• **Цитируемый текст**
⁂
Я знал давно, задумчивый и зоркий, что неспроста, простужен и сердит, и в корешках, и в листиках махорки мохнатый дьявол жмется и сидит.
Это аллегория искушений. Дальше намек усиливается в парадоксальным контексте: «Все искушенья жизни позабытой для нас остались в пригоршне махры». А потом самое главное:
Один из тех, что «ну давай покурим», сболтнет, печаль надеждой осквернив, что у ворот задумавшихся тюрем нам остаются рады и верны.
Это ведь тончайшее поэтическое мыслечувство — печаль надеждой осквернив. С другой стороны, что уничтожает надежду, всю триаду: веру, надежду, любовь? Дьявольские искушения.
— Но тогда получается, что он поддался-таки искушению, раз надежда потеряла для него святость. Ему дороже его душа, какая она есть,— заблудшая, но тем не менее не униженная заимствованной надеждой.
— «Дымись дотла, душа моя, махорка, мой дорогой и ядовитый друг». От души один дым остался.
— А вам по душе такой вот пафос: «И все-таки я был поэтом, и все-таки я есть поэт»?
— То одический пафос. Кроме Чичибабина, в русской поэзии нового времени такое вы найдете только еще у одного поэта: у Бенедикта Лифшица. Мощной фактурой он ему очень сродни. Недаром Бенедикт Лифшиц остался за пределами всех этих поэтических раскладок и известен прежде всего своими мемуарами и переводами. А он был один из лучших русских поэтов, просто он тоже принадлежал к проигравшему направлению в поэзии. Но, я думаю, пройдут какие-то недолгие века, года, и если мы сохранимся как культурная единица, то ситуация будет пересмотрена.
⁂
[Исходные данные]
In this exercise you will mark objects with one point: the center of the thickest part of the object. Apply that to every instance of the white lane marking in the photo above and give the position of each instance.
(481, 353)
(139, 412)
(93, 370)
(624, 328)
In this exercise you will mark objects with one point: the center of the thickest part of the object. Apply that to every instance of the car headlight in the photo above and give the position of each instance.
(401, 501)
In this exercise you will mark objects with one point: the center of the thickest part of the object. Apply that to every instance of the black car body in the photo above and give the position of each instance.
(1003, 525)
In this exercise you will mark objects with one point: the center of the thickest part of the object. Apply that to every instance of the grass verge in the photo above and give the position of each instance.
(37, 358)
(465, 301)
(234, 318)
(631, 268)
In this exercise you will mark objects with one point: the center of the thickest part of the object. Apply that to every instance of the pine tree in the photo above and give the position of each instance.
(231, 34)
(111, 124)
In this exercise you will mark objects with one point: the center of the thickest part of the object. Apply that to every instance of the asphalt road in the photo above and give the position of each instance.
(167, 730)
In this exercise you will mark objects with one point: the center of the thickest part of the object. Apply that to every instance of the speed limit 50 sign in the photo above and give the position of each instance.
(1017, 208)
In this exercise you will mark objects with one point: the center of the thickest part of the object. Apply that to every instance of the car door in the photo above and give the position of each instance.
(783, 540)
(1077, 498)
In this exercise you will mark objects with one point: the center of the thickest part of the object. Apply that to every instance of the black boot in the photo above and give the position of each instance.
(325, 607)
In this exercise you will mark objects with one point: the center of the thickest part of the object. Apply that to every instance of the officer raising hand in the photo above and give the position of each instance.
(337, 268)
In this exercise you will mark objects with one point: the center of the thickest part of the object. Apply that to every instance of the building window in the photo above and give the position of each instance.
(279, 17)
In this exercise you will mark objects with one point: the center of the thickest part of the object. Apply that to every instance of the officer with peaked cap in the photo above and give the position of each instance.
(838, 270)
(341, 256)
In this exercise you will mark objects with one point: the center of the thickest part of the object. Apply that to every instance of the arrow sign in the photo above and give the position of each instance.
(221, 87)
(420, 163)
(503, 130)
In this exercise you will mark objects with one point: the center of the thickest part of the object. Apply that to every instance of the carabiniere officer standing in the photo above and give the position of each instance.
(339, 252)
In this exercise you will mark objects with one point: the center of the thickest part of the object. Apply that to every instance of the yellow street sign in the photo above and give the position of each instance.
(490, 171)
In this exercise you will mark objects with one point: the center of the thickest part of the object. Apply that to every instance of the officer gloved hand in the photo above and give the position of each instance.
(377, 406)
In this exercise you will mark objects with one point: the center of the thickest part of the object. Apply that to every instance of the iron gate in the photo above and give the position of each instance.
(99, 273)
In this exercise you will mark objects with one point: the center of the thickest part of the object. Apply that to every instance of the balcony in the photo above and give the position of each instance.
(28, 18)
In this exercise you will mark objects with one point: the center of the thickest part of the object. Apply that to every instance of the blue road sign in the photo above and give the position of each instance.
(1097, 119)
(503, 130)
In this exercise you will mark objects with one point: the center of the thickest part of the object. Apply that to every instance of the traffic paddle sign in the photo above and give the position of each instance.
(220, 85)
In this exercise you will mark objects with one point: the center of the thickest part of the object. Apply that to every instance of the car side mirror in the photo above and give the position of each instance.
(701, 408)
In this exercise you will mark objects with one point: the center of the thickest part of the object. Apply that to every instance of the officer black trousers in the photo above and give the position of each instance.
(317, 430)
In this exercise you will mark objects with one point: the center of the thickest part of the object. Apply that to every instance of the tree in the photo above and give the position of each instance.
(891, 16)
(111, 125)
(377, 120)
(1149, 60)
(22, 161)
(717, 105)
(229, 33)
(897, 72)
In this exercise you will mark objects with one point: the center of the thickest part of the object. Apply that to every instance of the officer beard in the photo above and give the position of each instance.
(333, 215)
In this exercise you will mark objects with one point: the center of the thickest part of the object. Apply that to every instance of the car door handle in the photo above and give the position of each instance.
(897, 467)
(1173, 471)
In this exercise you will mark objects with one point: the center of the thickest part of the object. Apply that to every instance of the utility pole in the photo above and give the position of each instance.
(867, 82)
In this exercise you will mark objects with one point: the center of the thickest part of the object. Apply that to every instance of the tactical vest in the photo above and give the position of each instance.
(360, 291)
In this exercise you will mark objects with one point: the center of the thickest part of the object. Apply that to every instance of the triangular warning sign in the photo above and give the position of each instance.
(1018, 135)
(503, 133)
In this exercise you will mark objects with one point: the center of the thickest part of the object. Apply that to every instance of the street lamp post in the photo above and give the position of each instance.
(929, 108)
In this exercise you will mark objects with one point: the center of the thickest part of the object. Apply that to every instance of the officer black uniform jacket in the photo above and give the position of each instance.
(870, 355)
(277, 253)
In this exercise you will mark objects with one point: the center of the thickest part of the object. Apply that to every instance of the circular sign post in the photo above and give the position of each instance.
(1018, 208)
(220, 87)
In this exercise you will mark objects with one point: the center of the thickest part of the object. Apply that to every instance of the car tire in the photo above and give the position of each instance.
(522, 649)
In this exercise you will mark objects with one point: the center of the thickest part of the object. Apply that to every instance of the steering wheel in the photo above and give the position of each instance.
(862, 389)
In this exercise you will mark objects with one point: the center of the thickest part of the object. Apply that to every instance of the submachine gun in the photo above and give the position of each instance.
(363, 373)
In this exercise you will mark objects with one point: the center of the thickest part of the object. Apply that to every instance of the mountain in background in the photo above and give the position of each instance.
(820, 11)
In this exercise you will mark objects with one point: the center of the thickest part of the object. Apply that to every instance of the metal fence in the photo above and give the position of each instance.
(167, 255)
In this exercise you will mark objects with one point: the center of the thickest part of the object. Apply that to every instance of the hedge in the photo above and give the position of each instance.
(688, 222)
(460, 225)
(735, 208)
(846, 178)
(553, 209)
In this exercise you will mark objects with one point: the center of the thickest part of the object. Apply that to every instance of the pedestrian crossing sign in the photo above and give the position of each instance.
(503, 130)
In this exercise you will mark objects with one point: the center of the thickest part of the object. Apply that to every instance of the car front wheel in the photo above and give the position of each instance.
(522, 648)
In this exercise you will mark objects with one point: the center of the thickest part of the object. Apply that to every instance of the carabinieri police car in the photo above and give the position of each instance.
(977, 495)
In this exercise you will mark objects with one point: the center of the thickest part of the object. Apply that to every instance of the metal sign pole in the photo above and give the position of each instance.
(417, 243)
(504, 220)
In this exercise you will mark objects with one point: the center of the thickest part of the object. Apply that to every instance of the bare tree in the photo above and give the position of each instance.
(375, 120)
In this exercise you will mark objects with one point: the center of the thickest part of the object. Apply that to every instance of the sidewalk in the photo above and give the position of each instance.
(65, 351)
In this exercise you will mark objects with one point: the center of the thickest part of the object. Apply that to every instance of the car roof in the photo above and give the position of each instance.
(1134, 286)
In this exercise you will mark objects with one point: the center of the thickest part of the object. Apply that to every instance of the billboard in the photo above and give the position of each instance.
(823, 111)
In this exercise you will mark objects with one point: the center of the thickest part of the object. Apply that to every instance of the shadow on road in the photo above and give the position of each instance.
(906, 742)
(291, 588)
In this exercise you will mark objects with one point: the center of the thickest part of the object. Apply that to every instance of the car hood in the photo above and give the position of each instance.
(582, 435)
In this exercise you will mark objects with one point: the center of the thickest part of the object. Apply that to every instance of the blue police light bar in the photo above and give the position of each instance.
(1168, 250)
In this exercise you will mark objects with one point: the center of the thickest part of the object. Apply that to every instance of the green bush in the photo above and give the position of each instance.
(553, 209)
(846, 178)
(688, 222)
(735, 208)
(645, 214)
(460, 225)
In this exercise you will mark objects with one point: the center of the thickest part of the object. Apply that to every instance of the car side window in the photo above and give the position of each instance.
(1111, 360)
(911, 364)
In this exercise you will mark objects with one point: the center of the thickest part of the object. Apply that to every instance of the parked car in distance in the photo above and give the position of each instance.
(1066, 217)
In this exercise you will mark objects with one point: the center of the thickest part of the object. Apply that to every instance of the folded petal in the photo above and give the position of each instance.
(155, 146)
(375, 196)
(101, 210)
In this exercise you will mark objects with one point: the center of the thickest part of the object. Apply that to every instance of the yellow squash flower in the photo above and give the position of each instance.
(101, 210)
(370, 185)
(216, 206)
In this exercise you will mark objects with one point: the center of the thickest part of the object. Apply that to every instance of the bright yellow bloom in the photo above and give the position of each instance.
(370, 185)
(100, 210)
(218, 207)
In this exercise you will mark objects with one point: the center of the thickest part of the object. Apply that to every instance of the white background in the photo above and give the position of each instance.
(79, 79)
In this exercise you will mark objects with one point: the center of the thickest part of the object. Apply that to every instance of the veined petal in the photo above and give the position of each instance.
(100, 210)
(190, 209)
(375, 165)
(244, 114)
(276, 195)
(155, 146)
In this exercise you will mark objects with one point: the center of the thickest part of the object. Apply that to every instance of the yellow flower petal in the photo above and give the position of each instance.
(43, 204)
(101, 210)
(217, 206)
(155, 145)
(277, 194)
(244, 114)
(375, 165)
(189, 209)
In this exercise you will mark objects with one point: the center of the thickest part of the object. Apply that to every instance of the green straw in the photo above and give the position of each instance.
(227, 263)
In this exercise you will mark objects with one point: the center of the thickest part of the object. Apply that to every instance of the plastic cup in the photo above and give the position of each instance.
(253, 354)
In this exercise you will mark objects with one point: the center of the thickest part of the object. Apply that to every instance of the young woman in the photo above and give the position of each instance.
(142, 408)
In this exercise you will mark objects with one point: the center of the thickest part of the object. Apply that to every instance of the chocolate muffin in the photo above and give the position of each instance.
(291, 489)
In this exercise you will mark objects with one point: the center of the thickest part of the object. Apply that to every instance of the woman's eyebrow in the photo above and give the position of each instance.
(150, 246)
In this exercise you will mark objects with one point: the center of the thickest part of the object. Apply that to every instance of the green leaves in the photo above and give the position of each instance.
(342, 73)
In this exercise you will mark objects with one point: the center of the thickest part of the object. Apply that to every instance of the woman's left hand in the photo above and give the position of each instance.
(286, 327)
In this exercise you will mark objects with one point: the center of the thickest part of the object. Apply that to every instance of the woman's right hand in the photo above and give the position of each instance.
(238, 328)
⁂
• **Что сделать**
a) Перескажите цитируемый текст в двух предложениях.
b) Соберите из записей все строки, в которых есть слово «post».

• **Ответы**
a) Мохнатый дьявол, который прячется в махорке, толкуется как аллегория искушений, а строка «печаль надеждой осквернив» названа тончайшим поэтическим мыслечувством. Одический пафос в русской поэзии нового времени, кроме Чичибабина, встречается только у Бенедикта Лифшица, который тоже принадлежал к проигравшему направлению, но, по мнению говорящего, ситуация будет пересмотрена, если мы сохранимся как культурная единица.

b)
In this exercise you will mark objects with one point: the center of the thickest part of the object. Apply that to every instance of the street lamp post in the photo above and give the position of each instance.
In this exercise you will mark objects with one point: the center of the thickest part of the object. Apply that to every instance of the circular sign post in the photo above and give the position of each instance.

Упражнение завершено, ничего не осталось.